I'll agree that your scenario is at first blush a logical explanation for
this data. However, it does have a bit of a "just-so story" flavor. I
guess a more diplomatic way to say that would be to say that you have a
good working hypothesis, we'll see how it fares as the data is accumulated.
What we need is both YECs and OEs both going at the same data and trying to
fit it into their respective models, and critiquing each other's model.
Unfortunately, those two camps don't usually work together very well.

This megatracksite is a 5-10 meter (15 to 30 feet) thick layer of sandstone
in a sedimentary package that is 3,350 to 4,250 m (11,000 to 14,000 feet)
thick. In a one year global flood, we would have to deposit sediment at an
average of 10 meters (30 feet) per day to get this pile. (In actuality,
the rates have to be much higher since this doesn't include any sediment
compaction factors.)

It would probably be higher still. The sediment in the Gulf Coast
geosyncline, if we assume it all came from the current drainage basin
between the Rockies and the Appalachians and up into southern Canada, would
be enough to cover the entire basin to a depth of about 1 mile. When we
are driving around looking at outcrops we tend to forget that what we are
looking at, and where we are standing, was once under a mile of sediment.

  Under this paradigm, we would have only a few days (at the most generous
estimates) for an enormous herd of recently disembarked dinosaurs to
trample thousands of square miles of sand. The picture that conventional
geology would propose is that the sand was trampled biannually by migrating
dinosaurs for thousands of years. Infrequently, the tracks would be
covered and preserved. When the sea levels would rise or lower, the
trampled beach strand would move farther west or east, respectively. In
this manner, a 5-10 m thick sedimentary package could be formed covering
1000's of square miles. It didn't happen all at once.

Supplied information
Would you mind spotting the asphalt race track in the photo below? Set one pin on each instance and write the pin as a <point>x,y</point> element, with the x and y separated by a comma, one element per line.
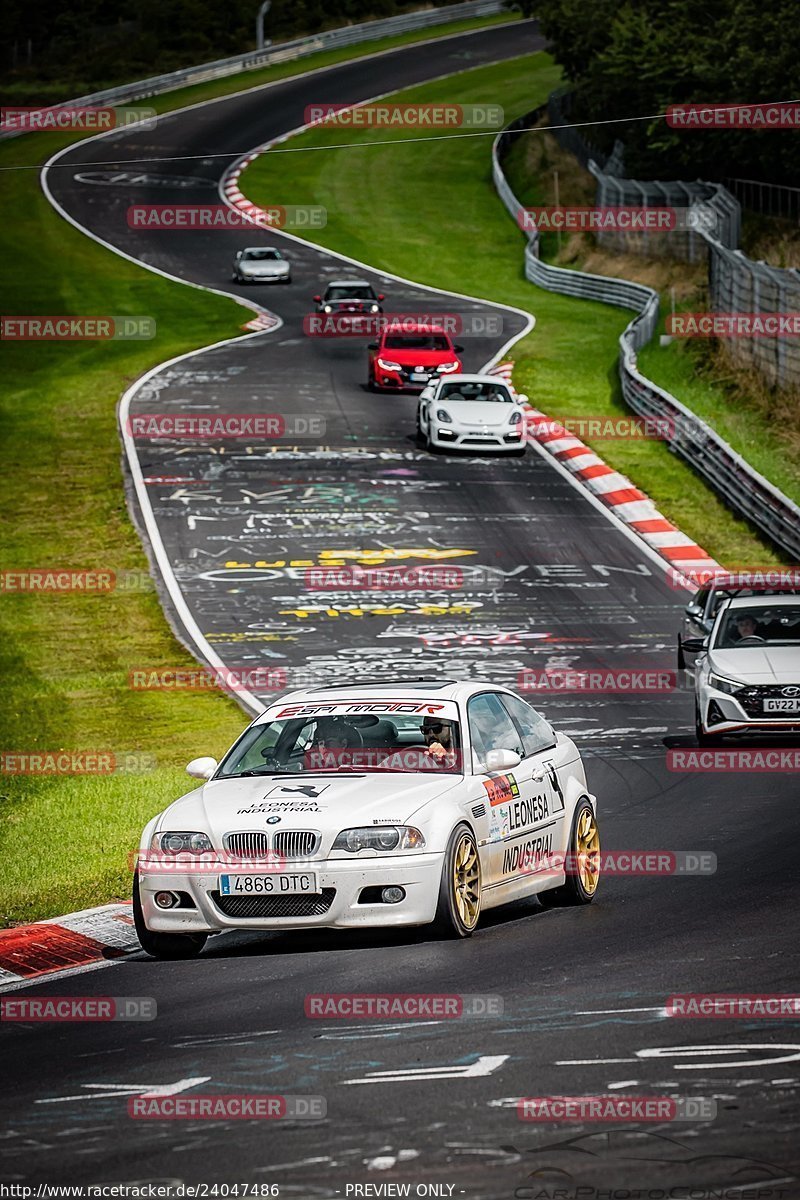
<point>548,580</point>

What needs to be done
Continue the post on the dinosaur megatracksite and flood sedimentation rates, picking up after its final sentence.

Result for this task
It didn't happen all at once under your scenario. That doesn't mean it
didn't happen all at once.

Note that the tracksites also preserve dinosaur behavior. What we see is
several parallel trails of herbivore (iguanodontid) dinosaurs suggesting a
herd-like behavior. One trail has a large iguanodontid adult walking
slowly on all fours with a parallel trail of a juvenile iguanodontid
walking quickly on its hind legs. (I'm reminded of my kids running to keep
up with their long-legged dad.) The theropod tracks do not come in
parallel trails. These are the carnivores that probably preyed upon the
iguanodontids. I don't know if the theropod tracks represent the behavior
of lone hunters or cooperating pack hunters.

I'm not going to address problems with the ICR Impact-370 article at this
time.

Since you have access to and are familiar with the Morrison, why don't you
take some time and present a reasoned response? That might be helpful.

It is about the Jurassic Morrison formation at Dinosaur National Park in
Utah/western Colorado. Although we have the type-locality of the Morrison
Formation complete with footprints and dinosaur bones exposed at Dinosaur
Ridge (just a few hundred feet below the track site in the Dakota
sandstone) I chose to limit this discussion to just the one issue - the
extensive upper Dakota megatracksite. (Just let me know if you really want
me to give you the entire sequence of sedimentary rocks exposed here in
Denver along with the potential problems that each individual formation
presents to the YEC paradigm. <grin>)

When in grad school at the U of TN, I went to the U of KY field camp in
Crested Butte, CO, so I do have a little experience with some of these
formations - or at least I did 35 years ago. That was before Crested Butte
was so commercialized - it was an absolutely beautiful summer. At any
rate, if you're game I would love to see the entire sequence, along with
any imagined ;-) problems for YEC.

Since the tracksites are thought to represent migratory trails on beaches,
you might think that we have a problem with food for the herbivore herds.
Actually, in addition to the tracks, ripple marks, and burrows, the Dakota
sandstones contain a large amount of plant fossils and organic debris.
Many of these fossils are well-preserved imprints of wood. At one site, we
actually have the preserved track of a dinosaur stepping on a stick.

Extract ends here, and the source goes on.